> [EXTRAIT RETENU]:
***

La maladie: une business
Pourquoi les finances du système crient-elles famine, alors que le Québec est l’un des deux ou trois États dans le monde qui investissent le plus en santé?
Il y a une nuance à faire: il y a un service de santé, et il y a un service de maladie. Ici, nous avons le second. Quand on parle du système de santé québécois, c’est un euphémisme. Nous avons plutôt un dispensaire de soins. Il y a toute une culture à implanter chez nous, qui s’appelle la prévention. Je ne parle pas de la prévention passive, par de grands discours et des campagnes de pubs. Je parle de mettre sur pied des campagnes de vaccination; de distribuer de l’information; d’étudier la population de près, afin de voir les signaux d’alarme avant que les problèmes ne surgissent.
Les pays scandinaves, par exemple, sont proactifs en matière de santé. Ils n’attendent pas d’être malades pour agir! Alors que nous, nous ne réagissons seulement qu’une fois malades. Dans notre culture, la santé, c’est l’absence de maladie; alors que la santé, ça devrait être la jouissance du bien-être physique, mental, psychologique et social.

***

> [Entrées de données enregistrées]:
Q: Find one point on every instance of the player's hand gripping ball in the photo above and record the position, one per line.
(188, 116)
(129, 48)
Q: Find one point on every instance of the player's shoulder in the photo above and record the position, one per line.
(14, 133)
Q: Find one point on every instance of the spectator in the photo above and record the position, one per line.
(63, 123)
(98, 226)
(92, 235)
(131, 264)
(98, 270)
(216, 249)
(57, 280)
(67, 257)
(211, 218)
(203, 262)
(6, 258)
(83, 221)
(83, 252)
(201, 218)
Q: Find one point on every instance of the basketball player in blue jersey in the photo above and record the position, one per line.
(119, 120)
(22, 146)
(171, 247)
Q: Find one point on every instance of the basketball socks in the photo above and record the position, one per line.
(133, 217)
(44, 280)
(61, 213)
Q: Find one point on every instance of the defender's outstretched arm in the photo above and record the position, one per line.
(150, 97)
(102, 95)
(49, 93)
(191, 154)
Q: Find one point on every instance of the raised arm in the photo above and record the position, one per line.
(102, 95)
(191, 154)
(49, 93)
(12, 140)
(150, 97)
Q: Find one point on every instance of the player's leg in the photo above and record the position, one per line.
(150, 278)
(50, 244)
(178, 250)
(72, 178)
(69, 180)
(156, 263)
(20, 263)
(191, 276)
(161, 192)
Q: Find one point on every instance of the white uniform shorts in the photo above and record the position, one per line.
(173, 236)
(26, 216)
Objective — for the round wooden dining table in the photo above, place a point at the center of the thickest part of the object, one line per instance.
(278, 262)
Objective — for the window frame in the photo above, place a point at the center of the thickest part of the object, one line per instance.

***

> [VOS TÂCHES]:
**A.** Énumérez toutes les dimensions du bien-être dont la jouissance devrait, selon l'extrait, définir la santé.
**B.** Résumez l'extrait en deux phrases.
**C.** Quels pays l'extrait cite-t-il en exemple comme proactifs en matière de santé ?
Appuyez-vous uniquement sur l'extrait.

> [RÉSULTATS PAR TÂCHE]:
**A.** physique, mental, psychologique, social

**B.** Selon l'extrait, le Québec, bien qu'il soit l'un des États qui investissent le plus en santé, possède un service de maladie plutôt qu'un service de santé, et une culture de prévention active (vaccination, diffusion d'information, étude attentive de la population) reste à y implanter. Contrairement aux pays scandinaves, proactifs, on n'y réagit qu'une fois malade, car la santé y est vue comme l'absence de maladie plutôt que comme la jouissance du bien-être physique, mental, psychologique et social.

**C.** Les pays scandinaves.